The easiest way is arguably to test it on nofib.

We simply pass -ticky on compilation and +RTS -r -RTS when running the benchmarks. The full invocation then is:

make clean && make boot && make EXTRA_HC_OPTS="-ticky" SRC_RUNTEST_OPTS="+RTS -r -RTS"

Running the benchmarks then will create <executableName>.ticky files in the folder we started them in. We will just grep for our counters name across all the files to see if this is a super rare occurence or pretty common.

find nofib/ -name "*.ticky" -exec cat {} + | less | grep ENT_SINGLE_EVALD_ARG_ctr
        357 ENT_SINGLE_EVALD_ARG_ctr
          0 ENT_SINGLE_EVALD_ARG_ctr
          0 ENT_SINGLE_EVALD_ARG_ctr
      19684 ENT_SINGLE_EVALD_ARG_ctr
   11350500 ENT_SINGLE_EVALD_ARG_ctr
    2000000 ENT_SINGLE_EVALD_ARG_ctr
          0 ENT_SINGLE_EVALD_ARG_ctr
   44083000 ENT_SINGLE_EVALD_ARG_ctr
   51841700 ENT_SINGLE_EVALD_ARG_ctr
          0 ENT_SINGLE_EVALD_ARG_ctr
          0 ENT_SINGLE_EVALD_ARG_ctr
          0 ENT_SINGLE_EVALD_ARG_ctr
    3207600 ENT_SINGLE_EVALD_ARG_ctr
   38860600 ENT_SINGLE_EVALD_ARG_ctr
          0 ENT_SINGLE_EVALD_ARG_ctr
   28898018 ENT_SINGLE_EVALD_ARG_ctr
       7501 ENT_SINGLE_EVALD_ARG_ctr
   29307600 ENT_SINGLE_EVALD_ARG_ctr
    1715001 ENT_SINGLE_EVALD_ARG_ctr
    9181600 ENT_SINGLE_EVALD_ARG_ctr
     292433 ENT_SINGLE_EVALD_ARG_ctr
     910000 ENT_SINGLE_EVALD_ARG_ctr
    2852392 ENT_SINGLE_EVALD_ARG_ctr
   19317744 ENT_SINGLE_EVALD_ARG_ctr
   53611457 ENT_SINGLE_EVALD_ARG_ctr
   20488320 ENT_SINGLE_EVALD_ARG_ctr
   24227544 ENT_SINGLE_EVALD_ARG_ctr
   14727300 ENT_SINGLE_EVALD_ARG_ctr
   36950000 ENT_SINGLE_EVALD_ARG_ctr
    6956726 ENT_SINGLE_EVALD_ARG_ctr
   19065839 ENT_SINGLE_EVALD_ARG_ctr
     367599 ENT_SINGLE_EVALD_ARG_ctr
    3860002 ENT_SINGLE_EVALD_ARG_ctr
    6817064 ENT_SINGLE_EVALD_ARG_ctr
    6113200 ENT_SINGLE_EVALD_ARG_ctr
    2894700 ENT_SINGLE_EVALD_ARG_ctr
    1443603 ENT_SINGLE_EVALD_ARG_ctr
    5859305 ENT_SINGLE_EVALD_ARG_ctr
      11400 ENT_SINGLE_EVALD_ARG_ctr
   18547800 ENT_SINGLE_EVALD_ARG_ctr
    4720001 ENT_SINGLE_EVALD_ARG_ctr
   17240002 ENT_SINGLE_EVALD_ARG_ctr
    1380925 ENT_SINGLE_EVALD_ARG_ctr
   61236387 ENT_SINGLE_EVALD_ARG_ctr
   14336200 ENT_SINGLE_EVALD_ARG_ctr
    9254291 ENT_SINGLE_EVALD_ARG_ctr
   10237993 ENT_SINGLE_EVALD_ARG_ctr
    4080001 ENT_SINGLE_EVALD_ARG_ctr
    3560000 ENT_SINGLE_EVALD_ARG_ctr
     818500 ENT_SINGLE_EVALD_ARG_ctr
....................................

Records from one collection
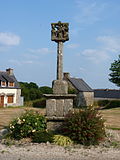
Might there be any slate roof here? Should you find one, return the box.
[0,71,20,89]
[68,78,93,92]
[94,89,120,99]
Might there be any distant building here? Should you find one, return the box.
[0,68,23,107]
[63,73,94,106]
[94,89,120,100]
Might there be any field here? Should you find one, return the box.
[0,107,120,130]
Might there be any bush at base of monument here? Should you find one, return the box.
[9,111,46,139]
[62,109,105,145]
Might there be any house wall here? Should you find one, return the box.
[76,92,94,106]
[0,88,21,106]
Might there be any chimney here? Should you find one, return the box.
[63,72,70,80]
[6,68,13,76]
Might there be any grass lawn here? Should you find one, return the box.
[100,108,120,130]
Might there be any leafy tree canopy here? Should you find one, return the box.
[109,55,120,87]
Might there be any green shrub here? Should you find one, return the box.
[96,100,120,109]
[9,111,46,139]
[33,98,46,108]
[53,135,73,147]
[25,101,33,107]
[32,131,53,143]
[62,108,105,145]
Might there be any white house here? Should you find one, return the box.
[0,68,23,107]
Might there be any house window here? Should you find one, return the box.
[7,95,13,103]
[1,81,6,87]
[9,82,14,87]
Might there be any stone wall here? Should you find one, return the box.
[76,92,94,106]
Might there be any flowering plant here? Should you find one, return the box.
[9,111,46,139]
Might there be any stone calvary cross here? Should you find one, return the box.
[51,21,69,80]
[44,21,76,130]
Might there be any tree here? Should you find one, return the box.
[109,55,120,87]
[19,82,52,101]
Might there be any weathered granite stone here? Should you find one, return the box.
[56,99,64,117]
[44,21,75,130]
[53,80,68,94]
[64,99,73,116]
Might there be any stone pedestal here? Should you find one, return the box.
[52,80,68,95]
[44,94,76,130]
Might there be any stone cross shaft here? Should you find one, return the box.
[51,21,69,80]
[57,42,63,80]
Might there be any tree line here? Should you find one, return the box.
[19,82,52,101]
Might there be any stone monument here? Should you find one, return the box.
[45,21,75,129]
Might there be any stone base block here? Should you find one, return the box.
[46,98,73,117]
[52,80,68,94]
[47,117,64,132]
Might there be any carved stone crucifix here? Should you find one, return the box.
[51,21,69,80]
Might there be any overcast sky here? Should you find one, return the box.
[0,0,120,89]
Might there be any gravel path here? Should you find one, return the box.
[0,143,120,160]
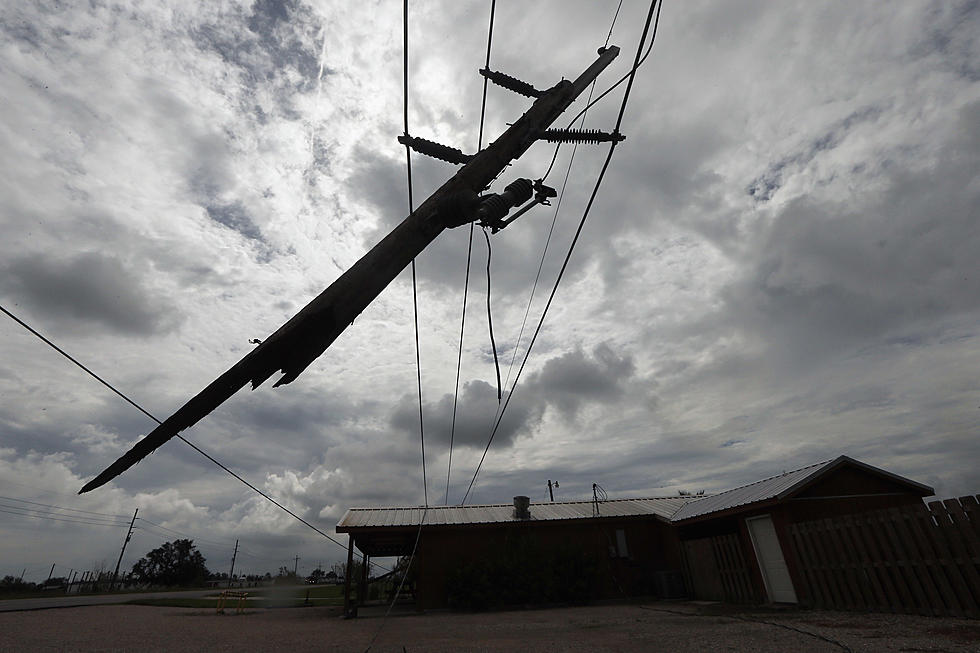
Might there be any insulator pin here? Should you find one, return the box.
[398,134,473,165]
[480,68,544,98]
[538,129,626,144]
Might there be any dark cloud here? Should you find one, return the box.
[390,343,635,448]
[205,202,262,241]
[0,247,182,336]
[725,107,980,370]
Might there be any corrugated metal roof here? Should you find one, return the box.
[337,497,691,530]
[671,458,840,521]
[337,456,934,530]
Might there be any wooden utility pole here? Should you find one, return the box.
[79,46,619,494]
[109,508,140,592]
[344,535,357,619]
[228,540,238,587]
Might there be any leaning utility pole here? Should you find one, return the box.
[79,46,623,494]
[228,540,238,587]
[109,508,140,592]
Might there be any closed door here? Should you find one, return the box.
[745,515,796,603]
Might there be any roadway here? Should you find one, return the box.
[0,588,214,612]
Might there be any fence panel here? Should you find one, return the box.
[790,496,980,617]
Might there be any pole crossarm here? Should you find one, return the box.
[79,46,619,494]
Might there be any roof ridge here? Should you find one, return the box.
[695,458,837,499]
[348,494,696,510]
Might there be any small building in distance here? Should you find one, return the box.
[337,456,933,609]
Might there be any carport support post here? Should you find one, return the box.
[344,535,357,619]
[357,553,367,605]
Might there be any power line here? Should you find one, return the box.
[0,502,128,524]
[0,497,129,519]
[0,508,127,528]
[136,517,238,548]
[460,0,663,504]
[491,0,623,400]
[542,2,663,179]
[446,0,497,506]
[402,0,429,506]
[0,305,387,569]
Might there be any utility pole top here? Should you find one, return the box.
[79,46,619,494]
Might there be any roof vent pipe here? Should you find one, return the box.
[514,496,531,519]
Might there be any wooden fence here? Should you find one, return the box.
[790,496,980,617]
[682,533,756,603]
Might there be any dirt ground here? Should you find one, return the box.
[0,602,980,653]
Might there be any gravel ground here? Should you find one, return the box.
[0,603,980,653]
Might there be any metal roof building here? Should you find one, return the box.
[337,456,934,614]
[337,497,691,533]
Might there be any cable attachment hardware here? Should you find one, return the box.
[478,179,534,233]
[534,179,558,206]
[398,134,473,165]
[480,68,544,98]
[538,129,626,144]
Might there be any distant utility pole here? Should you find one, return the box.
[81,46,624,492]
[228,540,238,587]
[548,478,558,503]
[109,508,140,592]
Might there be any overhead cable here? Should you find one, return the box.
[460,0,663,505]
[0,305,387,569]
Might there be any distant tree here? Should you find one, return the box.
[0,576,37,592]
[306,567,326,583]
[330,562,347,580]
[133,540,209,587]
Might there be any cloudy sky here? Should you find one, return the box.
[0,0,980,579]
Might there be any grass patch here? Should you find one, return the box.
[126,593,344,612]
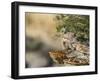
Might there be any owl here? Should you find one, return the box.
[62,32,76,51]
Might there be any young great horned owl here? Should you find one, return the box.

**Directive:** According to the nofib passage, what files does running the benchmarks create? The records are unrelated to the nofib passage and stand as separate material.

**Expected answer:** Files named <executableName>.ticky, in the folder the benchmarks were started in.